Transcribe every record exactly as it appears.

EXERCISE MATERIALS Block Start

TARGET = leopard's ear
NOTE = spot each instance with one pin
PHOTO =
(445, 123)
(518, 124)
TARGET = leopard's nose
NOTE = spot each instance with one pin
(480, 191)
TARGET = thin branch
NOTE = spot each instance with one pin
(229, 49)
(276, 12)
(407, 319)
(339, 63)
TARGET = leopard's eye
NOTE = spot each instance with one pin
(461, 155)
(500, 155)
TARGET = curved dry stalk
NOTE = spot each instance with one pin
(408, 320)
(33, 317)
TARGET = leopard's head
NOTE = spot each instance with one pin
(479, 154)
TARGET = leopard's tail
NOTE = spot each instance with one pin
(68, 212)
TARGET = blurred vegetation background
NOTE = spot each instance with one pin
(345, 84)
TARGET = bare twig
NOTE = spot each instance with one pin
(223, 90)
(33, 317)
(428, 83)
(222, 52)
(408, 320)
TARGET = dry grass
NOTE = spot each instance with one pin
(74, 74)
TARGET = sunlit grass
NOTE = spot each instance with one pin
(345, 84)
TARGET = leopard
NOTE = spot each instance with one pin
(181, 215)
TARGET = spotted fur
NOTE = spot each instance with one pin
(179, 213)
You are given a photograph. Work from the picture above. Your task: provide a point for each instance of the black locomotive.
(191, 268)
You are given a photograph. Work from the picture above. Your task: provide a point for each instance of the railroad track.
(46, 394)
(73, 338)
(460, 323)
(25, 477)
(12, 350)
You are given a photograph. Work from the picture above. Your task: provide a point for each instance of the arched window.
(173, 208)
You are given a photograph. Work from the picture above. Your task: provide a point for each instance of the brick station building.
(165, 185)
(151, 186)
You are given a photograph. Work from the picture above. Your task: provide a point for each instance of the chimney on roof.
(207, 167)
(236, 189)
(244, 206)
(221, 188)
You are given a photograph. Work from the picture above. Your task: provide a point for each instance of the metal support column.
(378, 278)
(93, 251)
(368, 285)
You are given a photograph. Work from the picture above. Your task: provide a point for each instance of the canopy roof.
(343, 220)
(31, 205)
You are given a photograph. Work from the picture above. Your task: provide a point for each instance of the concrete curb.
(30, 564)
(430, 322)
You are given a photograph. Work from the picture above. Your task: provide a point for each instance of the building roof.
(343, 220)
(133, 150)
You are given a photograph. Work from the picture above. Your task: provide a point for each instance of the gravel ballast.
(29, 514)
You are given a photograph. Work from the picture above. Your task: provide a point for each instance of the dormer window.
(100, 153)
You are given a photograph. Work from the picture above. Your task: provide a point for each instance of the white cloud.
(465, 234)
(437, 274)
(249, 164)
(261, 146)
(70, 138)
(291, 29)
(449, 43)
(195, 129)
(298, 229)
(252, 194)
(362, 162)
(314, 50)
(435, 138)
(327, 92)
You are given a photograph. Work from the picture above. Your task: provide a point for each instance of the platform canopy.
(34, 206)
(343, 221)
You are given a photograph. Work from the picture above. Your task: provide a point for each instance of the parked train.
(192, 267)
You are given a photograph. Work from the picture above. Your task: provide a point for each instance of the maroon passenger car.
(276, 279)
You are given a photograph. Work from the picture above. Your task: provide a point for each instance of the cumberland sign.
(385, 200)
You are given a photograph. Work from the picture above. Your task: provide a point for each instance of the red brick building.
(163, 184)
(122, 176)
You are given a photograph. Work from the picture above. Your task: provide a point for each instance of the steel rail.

EXERCISE MATERIALS Block End

SOLUTION FOR THIS TASK
TARGET = leopard's ear
NOTE = spot each instance with one pin
PHOTO =
(445, 123)
(518, 124)
TARGET = leopard's nose
NOTE = spot each instance with one pin
(480, 191)
TARGET = thin branch
NOTE = spot each instance with one pin
(229, 49)
(276, 12)
(407, 319)
(339, 63)
TARGET = leopard's eye
NOTE = spot each instance with one pin
(461, 155)
(500, 155)
TARGET = curved dry stalk
NOTE = spot each instance with one pin
(408, 320)
(33, 317)
TARGET = leopard's head
NOTE = spot each instance with one pin
(479, 154)
TARGET = leopard's tail
NOTE = spot each instance with one pin
(68, 212)
TARGET = blurred vegetation background
NOTE = spot each instance with one pin
(345, 84)
TARGET = bare twig
NOTE = spot each instance with one pin
(223, 90)
(33, 317)
(428, 83)
(222, 52)
(408, 320)
TARGET = dry grass
NOTE = spot each instance with one pin
(74, 74)
TARGET = sunlit grass
NOTE = spot each instance with one pin
(345, 84)
TARGET = leopard
NOTE = spot each instance with one pin
(181, 215)
TARGET = spotted fur
NOTE = spot each instance with one pin
(179, 213)
You are given a photograph. Work from the picture above. Your task: provide a point for each instance of the black locomotive.
(191, 268)
You are given a photograph. Work from the picture above. Your task: provide a point for each instance of the railroad track.
(46, 394)
(73, 338)
(460, 323)
(25, 477)
(12, 350)
You are given a photograph. Work from the picture above. Your task: provide a point for each instance of the arched window.
(173, 208)
You are given a photograph. Work from the picture above. Your task: provide a point for each instance of the brick station building.
(165, 185)
(151, 186)
You are given a photograph. Work from the picture above. Your task: provide a point for each instance of the chimney on roof.
(207, 167)
(236, 189)
(244, 206)
(221, 188)
You are given a photograph. Work from the picture above. Your task: provide a point for each instance of the metal support column.
(378, 278)
(93, 251)
(368, 285)
You are given a photograph. Work from the picture above. Your task: provide a point for each instance of the canopy roof.
(343, 220)
(31, 205)
You are given a photograph. Work from the picture above. Your task: provide a point for each instance of the concrete curb.
(30, 564)
(430, 322)
You are given a photograph. Work from the picture above. Your task: provide a point for each instance of the building roof.
(343, 220)
(133, 150)
You are given a photograph. Work from the picture above. Your task: provide a point for each instance of the gravel ballast.
(29, 514)
You are given a photograph. Work from the picture above. Your task: provide a point for each instance of the dormer window.
(100, 153)
You are given a photograph. Work from the picture above. Your task: provide a point for each instance of the white cloud.
(465, 234)
(437, 274)
(249, 164)
(261, 146)
(70, 138)
(291, 29)
(449, 43)
(195, 129)
(298, 229)
(252, 194)
(362, 162)
(314, 50)
(435, 138)
(327, 92)
You are given a photograph. Work from the picture above. Your task: provide a point for each instance of the platform canopy.
(34, 206)
(343, 221)
You are given a photograph. Work from the picture above. Your task: provide a point for each instance of the parked train.
(192, 267)
You are given a photograph. Work from the picture above. Your task: provide a point for each instance of the maroon passenger car.
(276, 279)
You are given a photograph. Work from the picture above. Your task: provide a point for each instance of the cumberland sign.
(385, 200)
You are given a photograph. Work from the picture above. Your task: provide a point for each instance of the red brick building.
(163, 184)
(122, 176)
You are given a photograph. Work from the picture above. Your task: provide a point for each instance of the steel rail.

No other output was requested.